▸ **Required action**
Go through the records that follow and tally the lines with "chandelier" in them; answer with the number alone.

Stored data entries
═══

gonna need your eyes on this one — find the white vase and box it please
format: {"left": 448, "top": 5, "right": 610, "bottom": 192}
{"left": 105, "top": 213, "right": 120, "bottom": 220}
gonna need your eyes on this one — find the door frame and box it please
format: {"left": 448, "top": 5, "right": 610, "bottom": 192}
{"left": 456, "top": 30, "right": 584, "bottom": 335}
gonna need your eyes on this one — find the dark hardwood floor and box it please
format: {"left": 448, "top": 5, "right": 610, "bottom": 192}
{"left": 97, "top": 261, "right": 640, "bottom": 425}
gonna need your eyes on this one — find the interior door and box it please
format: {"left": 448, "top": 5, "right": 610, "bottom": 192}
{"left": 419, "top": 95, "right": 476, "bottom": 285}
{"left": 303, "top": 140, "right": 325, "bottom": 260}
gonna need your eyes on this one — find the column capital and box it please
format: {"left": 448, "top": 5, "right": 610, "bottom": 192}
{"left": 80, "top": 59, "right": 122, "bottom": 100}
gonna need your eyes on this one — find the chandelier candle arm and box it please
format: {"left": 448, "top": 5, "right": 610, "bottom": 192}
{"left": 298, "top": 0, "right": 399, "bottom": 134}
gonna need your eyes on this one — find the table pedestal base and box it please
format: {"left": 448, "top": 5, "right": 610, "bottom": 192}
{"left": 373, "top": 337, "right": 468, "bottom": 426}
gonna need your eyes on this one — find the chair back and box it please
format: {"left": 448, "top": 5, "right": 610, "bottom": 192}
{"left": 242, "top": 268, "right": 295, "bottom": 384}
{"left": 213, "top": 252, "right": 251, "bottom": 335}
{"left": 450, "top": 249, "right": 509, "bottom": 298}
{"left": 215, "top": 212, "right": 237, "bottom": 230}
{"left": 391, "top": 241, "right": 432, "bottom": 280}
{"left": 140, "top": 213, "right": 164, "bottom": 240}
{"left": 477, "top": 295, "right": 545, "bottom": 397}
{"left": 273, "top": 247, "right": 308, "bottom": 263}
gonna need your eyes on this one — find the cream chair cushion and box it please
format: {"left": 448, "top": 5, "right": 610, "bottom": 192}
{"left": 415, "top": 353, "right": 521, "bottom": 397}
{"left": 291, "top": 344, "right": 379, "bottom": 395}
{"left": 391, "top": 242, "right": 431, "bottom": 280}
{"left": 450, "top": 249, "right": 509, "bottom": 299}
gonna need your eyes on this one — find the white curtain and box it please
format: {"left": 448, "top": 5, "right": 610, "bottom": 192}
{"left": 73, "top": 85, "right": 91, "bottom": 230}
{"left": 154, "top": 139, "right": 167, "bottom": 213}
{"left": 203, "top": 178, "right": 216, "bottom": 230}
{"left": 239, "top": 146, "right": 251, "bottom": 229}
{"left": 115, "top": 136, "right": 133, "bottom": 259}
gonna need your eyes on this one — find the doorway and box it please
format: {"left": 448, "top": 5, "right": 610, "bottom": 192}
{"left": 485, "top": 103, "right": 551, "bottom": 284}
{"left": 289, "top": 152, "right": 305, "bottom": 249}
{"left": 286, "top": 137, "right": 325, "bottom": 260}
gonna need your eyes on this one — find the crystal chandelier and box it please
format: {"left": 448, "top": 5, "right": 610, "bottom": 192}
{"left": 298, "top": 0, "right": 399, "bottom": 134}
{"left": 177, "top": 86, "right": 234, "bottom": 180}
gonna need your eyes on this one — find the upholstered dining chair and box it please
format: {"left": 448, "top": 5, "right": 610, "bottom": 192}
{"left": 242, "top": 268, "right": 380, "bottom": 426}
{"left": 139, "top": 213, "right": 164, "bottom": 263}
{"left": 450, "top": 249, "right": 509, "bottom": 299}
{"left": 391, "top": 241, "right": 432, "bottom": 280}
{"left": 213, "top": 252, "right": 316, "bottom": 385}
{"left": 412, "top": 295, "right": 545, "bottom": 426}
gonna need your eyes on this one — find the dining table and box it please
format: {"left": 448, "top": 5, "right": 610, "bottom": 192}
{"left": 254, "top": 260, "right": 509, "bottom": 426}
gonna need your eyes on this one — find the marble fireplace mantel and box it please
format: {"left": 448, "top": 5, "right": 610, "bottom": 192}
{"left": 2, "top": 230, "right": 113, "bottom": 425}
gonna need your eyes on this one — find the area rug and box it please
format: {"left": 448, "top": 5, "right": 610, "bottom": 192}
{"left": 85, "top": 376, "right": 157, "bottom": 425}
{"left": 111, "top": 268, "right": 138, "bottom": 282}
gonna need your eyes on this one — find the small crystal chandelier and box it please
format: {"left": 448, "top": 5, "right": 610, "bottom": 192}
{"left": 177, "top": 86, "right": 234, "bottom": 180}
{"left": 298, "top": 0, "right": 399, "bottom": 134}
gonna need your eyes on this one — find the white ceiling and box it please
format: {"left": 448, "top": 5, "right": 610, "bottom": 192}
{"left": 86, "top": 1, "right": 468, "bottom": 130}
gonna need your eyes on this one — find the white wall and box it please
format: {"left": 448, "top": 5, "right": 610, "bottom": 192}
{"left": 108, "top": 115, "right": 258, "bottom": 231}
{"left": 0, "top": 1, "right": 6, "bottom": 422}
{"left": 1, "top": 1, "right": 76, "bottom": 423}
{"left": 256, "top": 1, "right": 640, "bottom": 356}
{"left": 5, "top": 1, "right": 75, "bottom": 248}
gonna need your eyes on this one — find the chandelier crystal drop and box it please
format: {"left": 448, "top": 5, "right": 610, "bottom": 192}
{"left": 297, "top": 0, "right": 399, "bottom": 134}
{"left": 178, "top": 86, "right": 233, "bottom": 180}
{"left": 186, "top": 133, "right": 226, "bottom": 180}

═══

▸ **Answer space**
4